- PROBLEM TO WORK ON
Continue the forum thread on how load_state_dict() affects the computational graph, picking up after its last line.

- EXTRACTED TEXT
═══

Understanding load_state_dict() effect on computational graph

Hi all,

Let’s say I have a network model and 2 weight files, {W1 and W2}.

The network is initialized with weights W1 and forward pass is performed and loss is computed.

Now, the network weights are switched over to W2 and call to backward() is performed.

Will this compute gradients w.r.t to W2 or W1?

Most likely neither. Since gradient computation often use both input and saved intermediate & final output. In this case they mismatch.

Like @SimonW said if no mismatch occurs, the intermediate values will be used so the gradients w.r.t. W1 will be applied on W2.

I created a small example. Is this, what you would like to do?

x = Variable(torch.ones(1, 4))
w = Variable(torch.ones(4, 1), requires_grad=True)
y = Variable(torch.ones(1, 1))

output = torch.matmul(x, w)

criterion = nn.MSELoss()
optimizer = optim.SGD([w], lr=0.1)

loss = criterion(output, y)
#w.data.fill_(2) # comment / uncomment
loss.backward()

═══

- DATA LINES
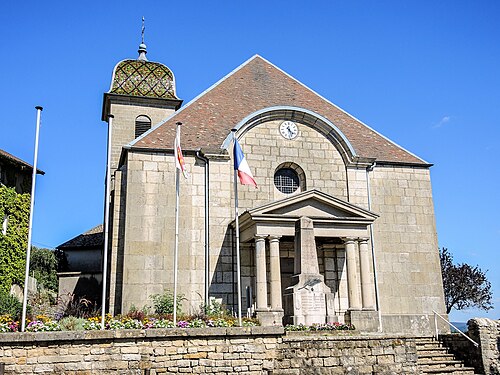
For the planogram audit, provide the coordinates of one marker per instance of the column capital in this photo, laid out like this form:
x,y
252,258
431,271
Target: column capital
x,y
274,238
349,240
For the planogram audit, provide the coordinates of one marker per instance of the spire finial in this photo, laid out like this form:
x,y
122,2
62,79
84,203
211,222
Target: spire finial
x,y
142,31
142,47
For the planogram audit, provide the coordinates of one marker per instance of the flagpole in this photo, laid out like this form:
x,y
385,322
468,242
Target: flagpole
x,y
176,246
237,229
32,207
106,225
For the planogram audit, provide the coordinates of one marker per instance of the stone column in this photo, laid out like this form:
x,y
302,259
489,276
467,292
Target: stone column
x,y
275,272
366,285
260,272
352,274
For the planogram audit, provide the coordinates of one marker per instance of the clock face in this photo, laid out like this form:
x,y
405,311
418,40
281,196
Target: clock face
x,y
289,130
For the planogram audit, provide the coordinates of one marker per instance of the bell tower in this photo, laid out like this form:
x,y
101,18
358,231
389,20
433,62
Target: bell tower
x,y
142,94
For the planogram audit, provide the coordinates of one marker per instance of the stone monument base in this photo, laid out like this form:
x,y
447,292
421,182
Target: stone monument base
x,y
364,320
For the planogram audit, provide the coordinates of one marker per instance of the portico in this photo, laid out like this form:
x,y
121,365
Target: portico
x,y
323,217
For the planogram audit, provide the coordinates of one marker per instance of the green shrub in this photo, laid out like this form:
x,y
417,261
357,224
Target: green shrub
x,y
164,303
43,265
71,323
13,244
9,305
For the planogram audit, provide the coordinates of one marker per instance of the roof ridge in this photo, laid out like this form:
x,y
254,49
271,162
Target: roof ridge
x,y
153,128
342,110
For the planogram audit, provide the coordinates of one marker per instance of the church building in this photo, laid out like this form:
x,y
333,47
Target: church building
x,y
340,227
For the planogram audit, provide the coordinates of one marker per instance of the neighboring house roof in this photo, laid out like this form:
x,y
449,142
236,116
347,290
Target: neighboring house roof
x,y
258,84
15,160
93,238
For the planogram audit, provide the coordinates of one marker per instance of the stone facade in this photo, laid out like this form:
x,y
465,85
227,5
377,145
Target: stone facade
x,y
369,203
257,350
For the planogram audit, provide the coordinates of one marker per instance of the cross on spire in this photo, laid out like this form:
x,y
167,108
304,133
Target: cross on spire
x,y
142,47
142,31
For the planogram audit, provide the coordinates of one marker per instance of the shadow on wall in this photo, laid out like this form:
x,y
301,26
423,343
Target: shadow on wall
x,y
223,285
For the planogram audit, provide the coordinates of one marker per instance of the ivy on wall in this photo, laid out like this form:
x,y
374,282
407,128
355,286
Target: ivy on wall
x,y
13,243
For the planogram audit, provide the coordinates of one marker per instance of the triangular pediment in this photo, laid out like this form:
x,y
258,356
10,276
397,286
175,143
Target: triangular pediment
x,y
313,204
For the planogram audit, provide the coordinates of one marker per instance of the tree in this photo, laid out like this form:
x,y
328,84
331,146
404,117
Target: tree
x,y
43,265
464,286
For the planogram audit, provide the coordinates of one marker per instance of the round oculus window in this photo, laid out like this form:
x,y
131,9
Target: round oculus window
x,y
286,180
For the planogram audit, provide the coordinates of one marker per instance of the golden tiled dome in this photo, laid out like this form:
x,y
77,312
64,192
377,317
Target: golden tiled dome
x,y
143,78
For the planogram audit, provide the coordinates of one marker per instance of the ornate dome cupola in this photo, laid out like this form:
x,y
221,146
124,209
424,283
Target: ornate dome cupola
x,y
142,93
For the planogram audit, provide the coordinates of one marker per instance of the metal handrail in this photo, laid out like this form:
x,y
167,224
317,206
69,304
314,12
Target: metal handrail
x,y
436,314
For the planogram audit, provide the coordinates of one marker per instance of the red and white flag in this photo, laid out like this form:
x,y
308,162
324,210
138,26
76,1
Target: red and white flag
x,y
179,159
241,165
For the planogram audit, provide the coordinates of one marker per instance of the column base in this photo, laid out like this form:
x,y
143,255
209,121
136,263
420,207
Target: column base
x,y
364,321
270,318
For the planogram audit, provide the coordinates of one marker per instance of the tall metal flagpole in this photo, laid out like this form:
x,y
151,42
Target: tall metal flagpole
x,y
237,228
106,224
176,246
28,249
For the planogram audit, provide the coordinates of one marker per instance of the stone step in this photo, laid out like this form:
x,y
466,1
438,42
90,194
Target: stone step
x,y
432,351
435,359
450,371
436,364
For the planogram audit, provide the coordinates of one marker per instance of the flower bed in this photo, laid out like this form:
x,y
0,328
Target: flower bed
x,y
45,324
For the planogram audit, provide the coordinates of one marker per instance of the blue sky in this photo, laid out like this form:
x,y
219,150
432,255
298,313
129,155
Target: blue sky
x,y
423,73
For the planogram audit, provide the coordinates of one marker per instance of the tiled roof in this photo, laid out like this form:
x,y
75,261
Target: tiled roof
x,y
143,78
258,84
15,160
91,239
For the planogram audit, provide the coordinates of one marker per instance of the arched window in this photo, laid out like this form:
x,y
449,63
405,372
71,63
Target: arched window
x,y
142,125
289,177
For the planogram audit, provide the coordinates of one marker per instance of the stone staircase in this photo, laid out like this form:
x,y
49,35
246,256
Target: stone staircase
x,y
435,359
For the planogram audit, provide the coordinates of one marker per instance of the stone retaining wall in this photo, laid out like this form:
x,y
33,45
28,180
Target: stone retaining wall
x,y
256,350
485,358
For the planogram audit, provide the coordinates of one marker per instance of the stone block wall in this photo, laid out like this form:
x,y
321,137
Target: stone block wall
x,y
256,350
301,354
406,248
485,358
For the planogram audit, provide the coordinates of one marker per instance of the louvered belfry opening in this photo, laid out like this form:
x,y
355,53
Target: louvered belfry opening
x,y
142,125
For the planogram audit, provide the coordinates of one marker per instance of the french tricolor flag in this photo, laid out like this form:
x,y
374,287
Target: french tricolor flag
x,y
241,165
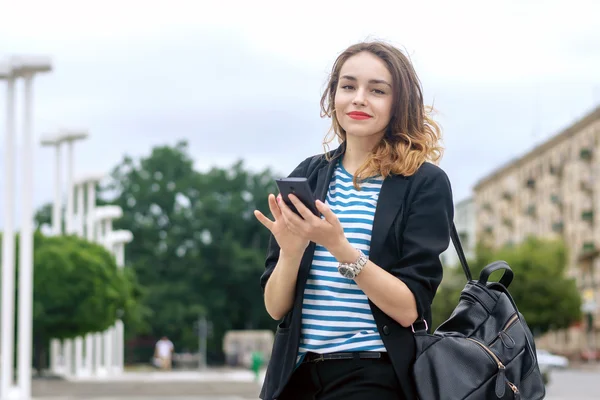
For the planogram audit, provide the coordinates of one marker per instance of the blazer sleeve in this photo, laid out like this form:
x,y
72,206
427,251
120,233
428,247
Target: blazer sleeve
x,y
273,248
430,214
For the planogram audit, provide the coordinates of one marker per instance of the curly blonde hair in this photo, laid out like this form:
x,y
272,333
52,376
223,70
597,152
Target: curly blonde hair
x,y
412,136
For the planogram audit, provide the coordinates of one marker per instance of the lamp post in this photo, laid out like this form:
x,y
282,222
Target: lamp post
x,y
84,365
118,239
26,68
56,140
8,241
104,216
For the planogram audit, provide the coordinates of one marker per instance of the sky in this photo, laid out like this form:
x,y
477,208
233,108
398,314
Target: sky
x,y
242,80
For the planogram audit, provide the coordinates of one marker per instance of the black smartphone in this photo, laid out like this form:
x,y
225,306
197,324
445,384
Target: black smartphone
x,y
301,189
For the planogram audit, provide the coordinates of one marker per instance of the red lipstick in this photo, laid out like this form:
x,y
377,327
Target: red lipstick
x,y
358,115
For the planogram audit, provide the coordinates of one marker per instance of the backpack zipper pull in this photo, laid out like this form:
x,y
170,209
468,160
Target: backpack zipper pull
x,y
515,390
501,381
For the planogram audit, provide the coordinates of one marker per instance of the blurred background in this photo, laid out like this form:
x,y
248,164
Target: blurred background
x,y
167,122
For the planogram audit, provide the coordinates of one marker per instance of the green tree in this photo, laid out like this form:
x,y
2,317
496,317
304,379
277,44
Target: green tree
x,y
198,249
541,289
546,297
447,295
77,289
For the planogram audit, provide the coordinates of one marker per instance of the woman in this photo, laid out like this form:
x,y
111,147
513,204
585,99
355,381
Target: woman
x,y
349,286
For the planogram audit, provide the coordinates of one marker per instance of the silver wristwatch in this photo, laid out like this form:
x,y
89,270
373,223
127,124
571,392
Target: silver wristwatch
x,y
351,270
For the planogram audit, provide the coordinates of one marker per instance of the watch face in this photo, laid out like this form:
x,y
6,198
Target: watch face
x,y
346,272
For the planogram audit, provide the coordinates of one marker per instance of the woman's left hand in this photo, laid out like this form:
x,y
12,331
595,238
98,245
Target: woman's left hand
x,y
328,231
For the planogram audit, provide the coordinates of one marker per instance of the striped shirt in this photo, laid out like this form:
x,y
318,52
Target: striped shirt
x,y
336,316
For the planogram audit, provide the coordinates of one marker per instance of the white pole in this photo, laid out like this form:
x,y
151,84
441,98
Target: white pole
x,y
55,344
68,343
108,335
90,231
91,209
25,314
80,206
119,327
98,353
57,206
120,346
70,188
8,249
79,192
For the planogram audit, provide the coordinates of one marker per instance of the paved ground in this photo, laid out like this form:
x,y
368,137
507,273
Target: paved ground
x,y
579,384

═══

- EXPECTED OUTPUT
print('w {}grad {}'.format(w.data, w.grad.data))

optimizer.step()
print('w {}grad {}'.format(w.data, w.grad.data))
optimizer.zero_grad()

Hi @ptrblck,

I really appreciate your effort of writing up a code to explain what is happening. And yeah, your code captures what I was looking for.

I extended your code from one layer to 2 (since weights don’t affect gradients in a single layer net) to actually see the effect of changing weights after loss computation.

According to the observation, it looks like the gradients are computed during ‘backward()’ call using the new weights i.e. W2.

import torch
from torch.autograd import Variable
from torch import nn
from torch import optim

from graphviz import Digraph
# make_dot was moved to https://github.com/szagoruyko/pytorchviz
from torchviz import make_dot


w0 = Variable(torch.ones(2, 2), requires_grad=True) 
w = Variable(torch.ones(2, 1), requires_grad=True)

x = Variable(torch.ones(1, 2))
y = Variable(torch.ones(1, 1))

criterion = nn.MSELoss()
optimizer = optim.SGD([w0,w], lr=0.01)

for i in range(1):

    output = x.mm(w0).mm(w)

    # if i == 0:
    #     make_dot(output).view()

    optimizer.zero_grad()
    loss = criterion(output, y)
    # w0.data.fill_(2) # comment / uncomment
    # w.data.fill_(2) # comment / uncomment
    loss.backward()

    print('w0 {}grad {}'.format(w0.data, w0.grad.data))
    print('w {}grad {}'.format(w.data, w.grad.data))


    optimizer.step()
    print('w0 {}grad {}'.format(w0.data, w0.grad.data))
    print('w {}grad {}'.format(w.data, w.grad.data))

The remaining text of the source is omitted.